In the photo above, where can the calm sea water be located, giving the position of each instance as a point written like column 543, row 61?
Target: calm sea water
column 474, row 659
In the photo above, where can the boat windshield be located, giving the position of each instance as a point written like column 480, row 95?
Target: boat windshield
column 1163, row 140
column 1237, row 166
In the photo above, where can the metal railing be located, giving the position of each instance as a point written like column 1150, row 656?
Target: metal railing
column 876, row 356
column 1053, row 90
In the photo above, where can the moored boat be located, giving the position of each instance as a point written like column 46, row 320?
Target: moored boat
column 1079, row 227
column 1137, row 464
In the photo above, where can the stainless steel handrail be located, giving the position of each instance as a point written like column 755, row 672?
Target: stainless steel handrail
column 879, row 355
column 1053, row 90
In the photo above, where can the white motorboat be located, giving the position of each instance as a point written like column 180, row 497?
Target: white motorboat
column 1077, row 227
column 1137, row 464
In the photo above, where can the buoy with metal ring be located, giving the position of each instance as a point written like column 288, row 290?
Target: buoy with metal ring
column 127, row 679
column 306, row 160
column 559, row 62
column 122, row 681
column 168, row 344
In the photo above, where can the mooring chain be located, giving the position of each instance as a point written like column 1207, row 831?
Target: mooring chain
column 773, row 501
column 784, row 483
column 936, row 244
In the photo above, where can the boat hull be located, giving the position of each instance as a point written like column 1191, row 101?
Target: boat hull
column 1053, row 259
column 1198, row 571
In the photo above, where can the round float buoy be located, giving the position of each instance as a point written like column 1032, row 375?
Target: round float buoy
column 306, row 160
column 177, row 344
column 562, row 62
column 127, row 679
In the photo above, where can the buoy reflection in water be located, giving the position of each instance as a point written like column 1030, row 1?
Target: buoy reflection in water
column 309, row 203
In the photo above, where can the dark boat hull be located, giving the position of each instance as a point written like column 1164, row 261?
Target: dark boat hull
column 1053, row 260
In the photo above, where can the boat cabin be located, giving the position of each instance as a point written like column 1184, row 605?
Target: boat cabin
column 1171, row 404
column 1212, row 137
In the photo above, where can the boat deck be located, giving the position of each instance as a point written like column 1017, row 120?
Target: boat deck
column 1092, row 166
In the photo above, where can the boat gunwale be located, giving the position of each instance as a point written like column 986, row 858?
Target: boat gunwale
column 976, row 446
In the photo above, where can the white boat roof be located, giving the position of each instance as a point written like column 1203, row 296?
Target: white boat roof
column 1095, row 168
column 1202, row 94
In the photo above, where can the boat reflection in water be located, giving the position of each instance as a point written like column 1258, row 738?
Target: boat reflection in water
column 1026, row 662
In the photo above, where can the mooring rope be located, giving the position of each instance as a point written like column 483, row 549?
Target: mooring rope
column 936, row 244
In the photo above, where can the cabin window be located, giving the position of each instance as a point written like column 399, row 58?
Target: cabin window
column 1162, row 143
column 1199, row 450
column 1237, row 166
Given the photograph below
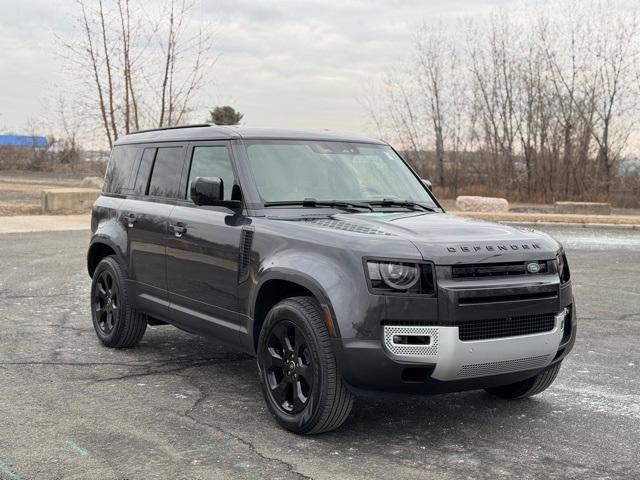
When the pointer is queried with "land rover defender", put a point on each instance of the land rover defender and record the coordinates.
(327, 258)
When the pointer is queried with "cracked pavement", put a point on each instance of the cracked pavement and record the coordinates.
(181, 407)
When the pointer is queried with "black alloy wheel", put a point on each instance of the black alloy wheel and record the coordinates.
(116, 322)
(300, 379)
(288, 367)
(106, 302)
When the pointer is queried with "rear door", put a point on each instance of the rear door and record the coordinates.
(203, 247)
(146, 213)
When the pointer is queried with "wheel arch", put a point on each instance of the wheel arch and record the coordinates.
(100, 248)
(280, 284)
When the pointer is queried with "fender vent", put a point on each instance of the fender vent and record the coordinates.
(246, 242)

####################

STATED PROBLEM =>
Reproduce all of the material above word for word, leaving the pictures out.

EXERCISE RESPONSE =>
In the photo above, where can the calm sea water be located, giving the position of each instance as a point written like column 543, row 61?
Target: calm sea water
column 474, row 659
In the photo above, where can the boat windshield be located, giving the position of each instance as a point written like column 480, row 95?
Target: boat windshield
column 1163, row 140
column 1237, row 166
In the photo above, where can the metal railing be located, giving the position of each instance as a point written like column 1150, row 656?
Target: metal railing
column 876, row 356
column 1053, row 90
In the photo above, where can the moored boat be located, giving the position of each instance as a point written like column 46, row 320?
Target: moored boat
column 1079, row 227
column 1137, row 464
In the photo above, where can the stainless steel handrail be located, giving the position of each instance as a point written like column 755, row 672?
Target: stainless steel handrail
column 879, row 355
column 1053, row 90
In the photo above, where can the white motorboat be located, giving the position of each instance as a point written like column 180, row 497?
Target: white motorboat
column 1077, row 227
column 1137, row 464
In the photo above, where can the buoy with metal ring be located, giving the position of each instance as a point written like column 288, row 290?
Target: buoy with metal ring
column 127, row 679
column 306, row 160
column 559, row 62
column 122, row 681
column 168, row 344
In the photo above, where can the mooring chain be located, giving the position of each instance as a point written like column 1207, row 831?
Target: mooring chain
column 773, row 501
column 784, row 483
column 936, row 244
In the photo above, where can the boat hull be located, giving the position of each instance as a point written like column 1191, row 101?
Target: boat hull
column 1053, row 259
column 1198, row 571
In the photo above, where can the round float buoy be located, giving the position of each instance as a point written like column 1032, row 375?
Target: round float buoy
column 306, row 160
column 177, row 344
column 562, row 62
column 127, row 679
In the photo above, where can the buoy reflection in water be located, giving the position of each instance as a point written like column 1030, row 1?
Target: buoy reflection in water
column 309, row 203
In the photo above, where can the dark boat hull be located, giving the position of each instance as a point written like column 1164, row 261?
Target: dark boat hull
column 1053, row 260
In the photo above, where can the boat cabin be located, giving the position of each instance as a point written like column 1184, row 605?
Target: boat cabin
column 1171, row 404
column 1212, row 137
In the photo above, where can the boat deck be located, giving the position of each instance as a point written like column 1017, row 120?
Target: boat deck
column 1092, row 166
In the photo above, where can the boat gunwale be located, giving the position of each instance as a point written like column 986, row 858?
Target: boat gunwale
column 976, row 446
In the photo above, where can the white boat roof be located, giving the position of each instance as a point written like column 1203, row 296?
Target: white boat roof
column 1095, row 168
column 1202, row 94
In the photo above, where can the boat reflection in water be located, giving the position of each instance as a point written like column 1258, row 738?
Target: boat reflection in water
column 1026, row 662
In the photo above, where can the mooring rope be located, giving the position of each instance as a point written like column 483, row 549?
Target: mooring rope
column 936, row 244
In the photo above, where can the cabin window be located, giving the position of each instance as a point written like column 399, row 58?
Target: cabin window
column 1162, row 143
column 1199, row 450
column 1237, row 166
Given the photograph below
When the pointer is queried with "land rover defender", put a point on each instance of the land rover defender and record the coordinates.
(327, 258)
When the pointer is queried with "cracked pavement", put a point on each instance of the cracked pavement and record the coordinates.
(181, 407)
When the pointer is queried with "black alloy wheel", put a point on each instance of the black alloy wheel and record the coordinates.
(116, 322)
(300, 379)
(288, 367)
(106, 302)
When the pointer is queried with "rear door", put a point on each instance of the rear door and record the coordinates.
(203, 247)
(146, 213)
When the pointer is queried with "wheel arch", put a point on each instance of the wheel arch and record the coordinates.
(100, 248)
(280, 284)
When the pointer is queried with "fender vent", put a point on each instance of the fender vent and record the coordinates.
(246, 242)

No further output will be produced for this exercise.